**Records provided**
......
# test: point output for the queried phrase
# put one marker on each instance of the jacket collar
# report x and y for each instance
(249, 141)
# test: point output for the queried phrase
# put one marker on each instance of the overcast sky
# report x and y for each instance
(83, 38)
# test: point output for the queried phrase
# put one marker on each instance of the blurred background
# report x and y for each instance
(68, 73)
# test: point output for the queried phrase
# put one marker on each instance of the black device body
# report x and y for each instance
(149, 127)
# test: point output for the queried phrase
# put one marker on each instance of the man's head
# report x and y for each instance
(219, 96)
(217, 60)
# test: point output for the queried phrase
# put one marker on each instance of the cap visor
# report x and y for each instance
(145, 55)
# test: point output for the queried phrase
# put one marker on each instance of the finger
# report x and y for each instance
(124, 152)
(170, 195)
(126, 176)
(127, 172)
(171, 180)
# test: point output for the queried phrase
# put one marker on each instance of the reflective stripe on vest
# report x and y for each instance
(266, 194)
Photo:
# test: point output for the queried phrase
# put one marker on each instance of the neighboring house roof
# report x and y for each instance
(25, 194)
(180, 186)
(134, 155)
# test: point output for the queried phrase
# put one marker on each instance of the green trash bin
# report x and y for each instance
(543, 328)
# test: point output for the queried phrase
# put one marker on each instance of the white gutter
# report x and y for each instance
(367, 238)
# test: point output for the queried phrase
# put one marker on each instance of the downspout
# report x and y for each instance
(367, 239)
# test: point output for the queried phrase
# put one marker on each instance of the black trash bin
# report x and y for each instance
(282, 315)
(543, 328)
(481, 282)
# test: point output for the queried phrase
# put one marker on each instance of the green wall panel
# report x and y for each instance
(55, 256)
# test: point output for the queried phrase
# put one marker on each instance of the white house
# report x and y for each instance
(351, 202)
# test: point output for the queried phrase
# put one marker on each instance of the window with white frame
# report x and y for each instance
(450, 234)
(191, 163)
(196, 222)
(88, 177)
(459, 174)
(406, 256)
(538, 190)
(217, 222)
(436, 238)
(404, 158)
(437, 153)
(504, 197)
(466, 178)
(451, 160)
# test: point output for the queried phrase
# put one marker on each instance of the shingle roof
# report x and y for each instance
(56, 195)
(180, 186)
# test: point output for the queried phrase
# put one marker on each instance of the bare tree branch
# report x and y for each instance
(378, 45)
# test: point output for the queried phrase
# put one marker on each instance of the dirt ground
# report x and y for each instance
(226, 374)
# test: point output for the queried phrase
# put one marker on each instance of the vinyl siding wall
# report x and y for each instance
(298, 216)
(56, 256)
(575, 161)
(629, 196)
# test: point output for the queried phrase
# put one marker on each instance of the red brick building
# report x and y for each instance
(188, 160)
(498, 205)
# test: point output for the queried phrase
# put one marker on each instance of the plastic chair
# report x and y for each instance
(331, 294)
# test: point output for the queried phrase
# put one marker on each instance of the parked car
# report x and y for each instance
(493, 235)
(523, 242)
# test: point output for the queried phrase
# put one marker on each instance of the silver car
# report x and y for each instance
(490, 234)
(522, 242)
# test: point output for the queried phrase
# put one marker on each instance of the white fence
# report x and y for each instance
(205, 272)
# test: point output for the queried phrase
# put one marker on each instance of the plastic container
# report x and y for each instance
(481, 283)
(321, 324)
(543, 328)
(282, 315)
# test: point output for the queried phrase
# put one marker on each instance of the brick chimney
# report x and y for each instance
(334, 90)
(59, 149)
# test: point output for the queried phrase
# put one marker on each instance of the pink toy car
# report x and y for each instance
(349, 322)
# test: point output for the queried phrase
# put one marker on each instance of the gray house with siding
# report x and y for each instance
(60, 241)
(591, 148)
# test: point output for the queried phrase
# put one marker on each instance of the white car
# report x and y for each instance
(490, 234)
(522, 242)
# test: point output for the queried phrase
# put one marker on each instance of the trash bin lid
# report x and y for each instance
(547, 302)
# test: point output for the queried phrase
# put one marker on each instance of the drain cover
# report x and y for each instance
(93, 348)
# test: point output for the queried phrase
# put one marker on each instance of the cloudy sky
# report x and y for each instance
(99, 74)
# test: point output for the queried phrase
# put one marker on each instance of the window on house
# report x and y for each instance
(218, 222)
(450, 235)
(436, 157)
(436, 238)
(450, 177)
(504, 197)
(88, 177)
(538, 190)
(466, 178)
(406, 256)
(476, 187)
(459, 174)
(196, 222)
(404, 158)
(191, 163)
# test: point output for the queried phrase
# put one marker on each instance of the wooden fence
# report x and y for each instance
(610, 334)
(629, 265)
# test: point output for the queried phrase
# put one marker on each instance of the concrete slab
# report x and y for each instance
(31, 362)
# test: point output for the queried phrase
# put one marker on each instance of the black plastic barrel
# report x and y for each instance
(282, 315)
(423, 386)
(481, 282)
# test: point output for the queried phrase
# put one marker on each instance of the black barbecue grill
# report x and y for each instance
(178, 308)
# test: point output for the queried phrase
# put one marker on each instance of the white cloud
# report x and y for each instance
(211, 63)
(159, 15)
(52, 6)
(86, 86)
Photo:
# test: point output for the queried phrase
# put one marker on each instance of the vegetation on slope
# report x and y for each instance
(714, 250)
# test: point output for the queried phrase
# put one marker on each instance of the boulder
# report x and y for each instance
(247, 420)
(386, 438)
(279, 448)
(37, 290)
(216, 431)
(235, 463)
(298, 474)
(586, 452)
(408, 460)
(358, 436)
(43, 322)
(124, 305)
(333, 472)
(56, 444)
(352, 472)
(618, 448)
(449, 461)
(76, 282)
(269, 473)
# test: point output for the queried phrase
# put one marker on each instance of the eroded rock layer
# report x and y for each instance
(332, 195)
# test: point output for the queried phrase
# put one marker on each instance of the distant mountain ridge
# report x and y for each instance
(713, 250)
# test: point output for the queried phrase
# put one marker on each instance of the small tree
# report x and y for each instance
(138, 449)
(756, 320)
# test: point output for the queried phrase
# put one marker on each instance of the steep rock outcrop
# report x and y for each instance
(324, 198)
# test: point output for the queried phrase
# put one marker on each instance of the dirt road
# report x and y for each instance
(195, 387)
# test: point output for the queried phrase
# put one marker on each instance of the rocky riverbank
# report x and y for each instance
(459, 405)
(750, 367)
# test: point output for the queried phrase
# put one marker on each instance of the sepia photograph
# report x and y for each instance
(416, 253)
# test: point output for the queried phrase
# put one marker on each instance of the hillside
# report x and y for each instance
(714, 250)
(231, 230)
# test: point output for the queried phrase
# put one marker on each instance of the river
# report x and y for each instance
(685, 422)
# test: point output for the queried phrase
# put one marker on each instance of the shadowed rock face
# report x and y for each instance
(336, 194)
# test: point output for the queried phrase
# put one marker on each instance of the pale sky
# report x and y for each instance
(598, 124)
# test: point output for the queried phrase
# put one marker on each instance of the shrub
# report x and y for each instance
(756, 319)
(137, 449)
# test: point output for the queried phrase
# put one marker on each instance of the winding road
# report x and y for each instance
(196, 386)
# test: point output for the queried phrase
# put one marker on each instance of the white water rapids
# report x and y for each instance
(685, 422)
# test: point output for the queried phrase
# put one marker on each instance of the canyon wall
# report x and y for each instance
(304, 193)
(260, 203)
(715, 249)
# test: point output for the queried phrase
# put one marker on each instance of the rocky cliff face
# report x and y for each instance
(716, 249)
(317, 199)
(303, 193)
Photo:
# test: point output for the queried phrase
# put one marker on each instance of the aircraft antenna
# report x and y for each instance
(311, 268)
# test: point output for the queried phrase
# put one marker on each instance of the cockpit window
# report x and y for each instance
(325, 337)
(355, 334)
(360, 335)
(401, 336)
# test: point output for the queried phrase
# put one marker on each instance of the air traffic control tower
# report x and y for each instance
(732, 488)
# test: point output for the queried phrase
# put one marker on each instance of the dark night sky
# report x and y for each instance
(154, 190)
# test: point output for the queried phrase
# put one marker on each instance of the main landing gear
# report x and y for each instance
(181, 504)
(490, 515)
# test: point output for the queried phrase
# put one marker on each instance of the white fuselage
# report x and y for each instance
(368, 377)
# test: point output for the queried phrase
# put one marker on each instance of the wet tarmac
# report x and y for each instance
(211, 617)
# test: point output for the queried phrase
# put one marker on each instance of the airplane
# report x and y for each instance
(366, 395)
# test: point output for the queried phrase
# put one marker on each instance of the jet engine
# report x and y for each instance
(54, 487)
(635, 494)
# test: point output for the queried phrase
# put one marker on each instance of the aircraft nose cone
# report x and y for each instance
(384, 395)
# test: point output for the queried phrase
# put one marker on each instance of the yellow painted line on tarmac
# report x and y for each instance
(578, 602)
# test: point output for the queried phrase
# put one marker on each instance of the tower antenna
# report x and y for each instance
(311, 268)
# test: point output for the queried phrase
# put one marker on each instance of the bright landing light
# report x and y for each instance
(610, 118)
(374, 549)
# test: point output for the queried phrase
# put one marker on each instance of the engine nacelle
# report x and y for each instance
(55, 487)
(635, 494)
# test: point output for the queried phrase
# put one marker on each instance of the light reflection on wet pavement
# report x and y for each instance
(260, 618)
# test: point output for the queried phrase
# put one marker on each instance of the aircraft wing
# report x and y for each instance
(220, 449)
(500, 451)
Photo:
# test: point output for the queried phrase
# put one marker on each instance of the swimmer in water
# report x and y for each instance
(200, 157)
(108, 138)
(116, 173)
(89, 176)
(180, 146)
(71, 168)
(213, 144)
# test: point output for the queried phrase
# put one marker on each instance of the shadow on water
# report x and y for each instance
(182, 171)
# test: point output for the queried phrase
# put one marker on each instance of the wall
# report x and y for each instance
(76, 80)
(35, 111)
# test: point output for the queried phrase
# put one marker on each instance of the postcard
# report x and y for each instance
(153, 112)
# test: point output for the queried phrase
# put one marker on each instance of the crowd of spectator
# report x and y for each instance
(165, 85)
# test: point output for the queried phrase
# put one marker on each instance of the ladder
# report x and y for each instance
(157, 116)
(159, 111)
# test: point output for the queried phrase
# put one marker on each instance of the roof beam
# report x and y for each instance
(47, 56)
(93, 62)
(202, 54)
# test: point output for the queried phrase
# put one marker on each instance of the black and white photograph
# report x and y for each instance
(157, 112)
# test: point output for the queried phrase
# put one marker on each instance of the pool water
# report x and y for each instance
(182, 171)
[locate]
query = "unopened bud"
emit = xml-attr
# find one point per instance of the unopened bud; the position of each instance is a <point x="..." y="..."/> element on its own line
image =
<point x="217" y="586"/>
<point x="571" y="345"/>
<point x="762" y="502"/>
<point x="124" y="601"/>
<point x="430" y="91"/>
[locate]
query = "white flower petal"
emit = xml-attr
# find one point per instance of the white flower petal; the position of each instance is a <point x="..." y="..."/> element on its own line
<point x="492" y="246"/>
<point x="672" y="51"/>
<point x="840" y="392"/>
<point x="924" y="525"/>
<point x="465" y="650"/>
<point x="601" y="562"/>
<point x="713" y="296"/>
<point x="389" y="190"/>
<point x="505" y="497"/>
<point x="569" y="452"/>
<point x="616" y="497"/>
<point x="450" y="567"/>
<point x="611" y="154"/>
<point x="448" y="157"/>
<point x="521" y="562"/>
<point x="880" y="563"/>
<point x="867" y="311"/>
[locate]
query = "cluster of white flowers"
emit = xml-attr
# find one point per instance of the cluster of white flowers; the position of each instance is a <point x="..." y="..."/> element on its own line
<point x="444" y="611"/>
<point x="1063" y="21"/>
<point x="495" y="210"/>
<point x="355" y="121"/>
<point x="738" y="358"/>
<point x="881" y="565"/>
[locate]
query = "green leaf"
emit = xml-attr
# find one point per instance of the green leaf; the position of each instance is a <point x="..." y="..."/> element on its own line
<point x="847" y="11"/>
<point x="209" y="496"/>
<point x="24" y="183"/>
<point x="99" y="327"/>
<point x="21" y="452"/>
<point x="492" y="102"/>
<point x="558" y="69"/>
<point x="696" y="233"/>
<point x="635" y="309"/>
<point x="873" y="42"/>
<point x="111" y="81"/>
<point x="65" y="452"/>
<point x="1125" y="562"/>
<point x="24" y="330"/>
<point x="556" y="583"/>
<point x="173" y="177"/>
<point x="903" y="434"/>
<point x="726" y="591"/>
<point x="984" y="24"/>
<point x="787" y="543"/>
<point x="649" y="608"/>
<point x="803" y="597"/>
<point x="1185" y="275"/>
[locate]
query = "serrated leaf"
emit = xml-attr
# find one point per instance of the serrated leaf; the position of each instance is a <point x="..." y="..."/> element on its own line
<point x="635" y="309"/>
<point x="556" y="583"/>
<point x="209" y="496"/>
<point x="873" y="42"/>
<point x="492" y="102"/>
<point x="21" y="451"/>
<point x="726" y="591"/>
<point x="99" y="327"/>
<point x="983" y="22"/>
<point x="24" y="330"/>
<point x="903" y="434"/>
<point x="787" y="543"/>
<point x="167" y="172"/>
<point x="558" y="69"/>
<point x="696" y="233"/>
......
List every line of the entries above that contains the string "unopened". Case matters.

**Solution to this exercise**
query = "unopened bud"
# find one point per instance of the unopened bud; the position of each instance is a <point x="..." y="..."/> element on its own line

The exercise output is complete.